• **Directions for this task**
Gather every line of the data below that contains the string "megaphone", copying each one in full. Matching is case-sensitive.

begin

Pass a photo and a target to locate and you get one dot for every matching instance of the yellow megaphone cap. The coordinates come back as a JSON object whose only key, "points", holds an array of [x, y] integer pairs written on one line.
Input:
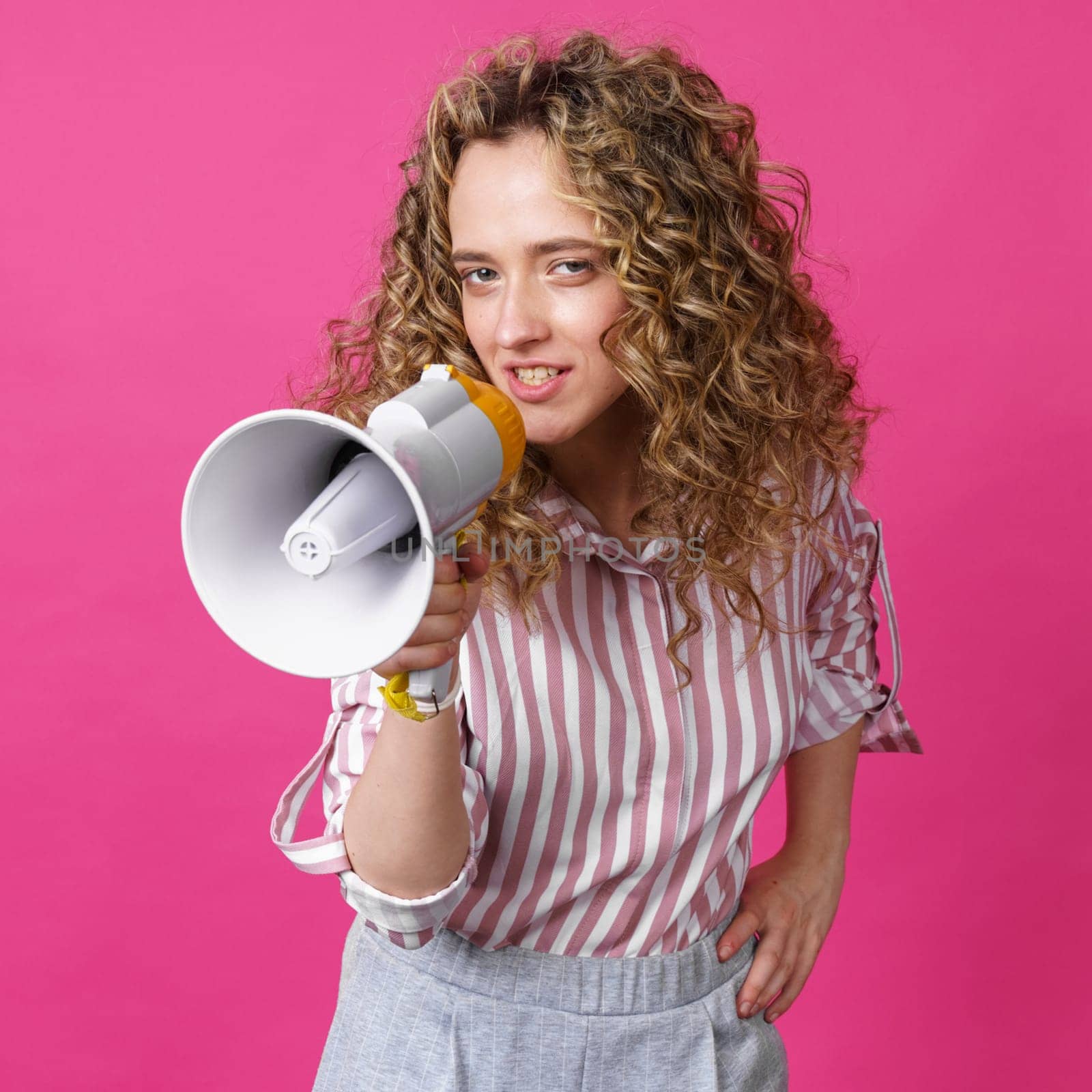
{"points": [[505, 418]]}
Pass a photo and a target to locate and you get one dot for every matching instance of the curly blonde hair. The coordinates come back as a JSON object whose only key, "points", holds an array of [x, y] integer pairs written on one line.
{"points": [[748, 398]]}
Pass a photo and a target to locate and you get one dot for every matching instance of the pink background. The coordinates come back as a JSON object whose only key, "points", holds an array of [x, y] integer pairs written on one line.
{"points": [[187, 198]]}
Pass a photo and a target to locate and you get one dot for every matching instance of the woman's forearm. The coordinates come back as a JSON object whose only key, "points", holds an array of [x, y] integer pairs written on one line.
{"points": [[407, 830], [819, 793]]}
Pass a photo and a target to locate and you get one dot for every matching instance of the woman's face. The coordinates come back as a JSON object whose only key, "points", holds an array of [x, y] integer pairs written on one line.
{"points": [[534, 292]]}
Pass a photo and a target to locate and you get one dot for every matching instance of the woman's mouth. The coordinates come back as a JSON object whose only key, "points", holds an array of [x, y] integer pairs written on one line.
{"points": [[535, 385]]}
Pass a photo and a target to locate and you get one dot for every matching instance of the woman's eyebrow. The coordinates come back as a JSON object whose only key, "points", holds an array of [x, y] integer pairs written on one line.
{"points": [[532, 249]]}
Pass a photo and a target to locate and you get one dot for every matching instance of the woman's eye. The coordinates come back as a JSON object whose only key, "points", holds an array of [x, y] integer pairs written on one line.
{"points": [[470, 273], [584, 263]]}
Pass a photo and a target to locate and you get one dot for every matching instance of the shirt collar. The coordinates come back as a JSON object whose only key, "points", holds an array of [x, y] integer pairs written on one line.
{"points": [[579, 530]]}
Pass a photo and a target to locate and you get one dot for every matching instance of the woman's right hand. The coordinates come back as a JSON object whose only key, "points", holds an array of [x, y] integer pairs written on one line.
{"points": [[450, 611]]}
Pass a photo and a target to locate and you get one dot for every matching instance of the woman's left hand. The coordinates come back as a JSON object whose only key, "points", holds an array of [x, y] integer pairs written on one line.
{"points": [[790, 901]]}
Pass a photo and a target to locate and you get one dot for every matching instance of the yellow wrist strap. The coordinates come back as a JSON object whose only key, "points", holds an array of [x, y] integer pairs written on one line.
{"points": [[396, 693]]}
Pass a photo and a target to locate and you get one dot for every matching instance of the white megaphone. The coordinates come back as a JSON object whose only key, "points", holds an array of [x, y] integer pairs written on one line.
{"points": [[313, 543]]}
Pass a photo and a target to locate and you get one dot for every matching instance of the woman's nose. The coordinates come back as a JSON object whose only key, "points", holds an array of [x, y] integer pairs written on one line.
{"points": [[522, 317]]}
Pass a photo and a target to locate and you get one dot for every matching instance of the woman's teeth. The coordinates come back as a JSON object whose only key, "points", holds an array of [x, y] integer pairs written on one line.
{"points": [[535, 377]]}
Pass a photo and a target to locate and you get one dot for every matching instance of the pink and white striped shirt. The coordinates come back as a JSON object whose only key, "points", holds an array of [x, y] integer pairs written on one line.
{"points": [[609, 816]]}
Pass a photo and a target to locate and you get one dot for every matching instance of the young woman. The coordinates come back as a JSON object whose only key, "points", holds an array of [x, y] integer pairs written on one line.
{"points": [[551, 874]]}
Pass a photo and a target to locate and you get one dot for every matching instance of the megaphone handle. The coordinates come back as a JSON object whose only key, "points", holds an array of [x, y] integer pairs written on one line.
{"points": [[424, 682]]}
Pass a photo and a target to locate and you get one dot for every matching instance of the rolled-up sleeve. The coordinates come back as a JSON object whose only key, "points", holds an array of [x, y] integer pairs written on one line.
{"points": [[351, 734], [844, 664]]}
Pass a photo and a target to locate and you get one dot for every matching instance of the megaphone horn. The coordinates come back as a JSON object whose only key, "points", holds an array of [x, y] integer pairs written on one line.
{"points": [[313, 543]]}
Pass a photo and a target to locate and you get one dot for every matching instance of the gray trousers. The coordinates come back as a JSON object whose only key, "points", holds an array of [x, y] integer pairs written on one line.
{"points": [[451, 1017]]}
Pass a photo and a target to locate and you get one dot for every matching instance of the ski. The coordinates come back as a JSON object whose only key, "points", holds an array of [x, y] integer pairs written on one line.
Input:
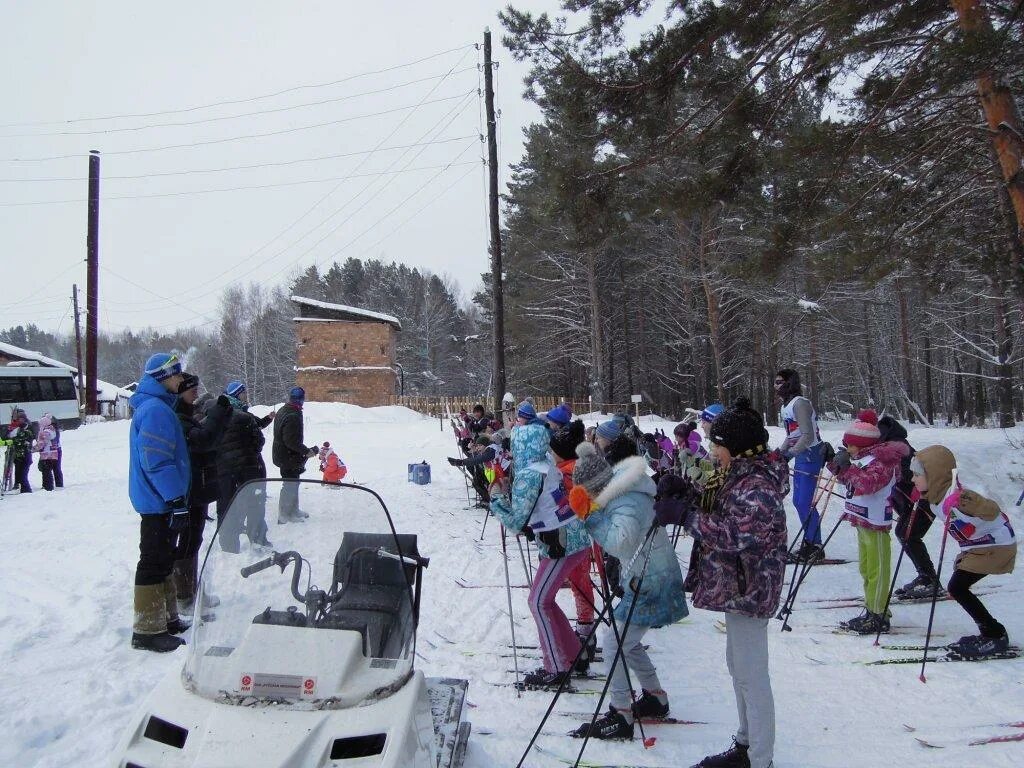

end

• **Answer for the task**
Pass a photo and a target to locate and you get one dot for every matching instance of the yellow megaphone cap. The coordinates come back as a JSON object whose only key, "points", holds an array of [x, y] integer pairs written on one line.
Pass a photo and a target to locate and you get one dot for every matching instance of the white megaphone. The coordinates come back as a JSON object whose only key, "points", holds an array of [x, y] integer pairs written on one line.
Pass a photo and a target to locate and you get one dot for every matching instance of the megaphone handle. The coordinates come back as a JSON object whose only key, "points", holds an array of [x, y] integer pairs written on one line.
Pass a photo and a target to locate and you get one dot for every matching instance of the megaphone horn. The coordinates come back as a JSON object whose only key, "points", holds an array of [x, y] integer pairs written on one line.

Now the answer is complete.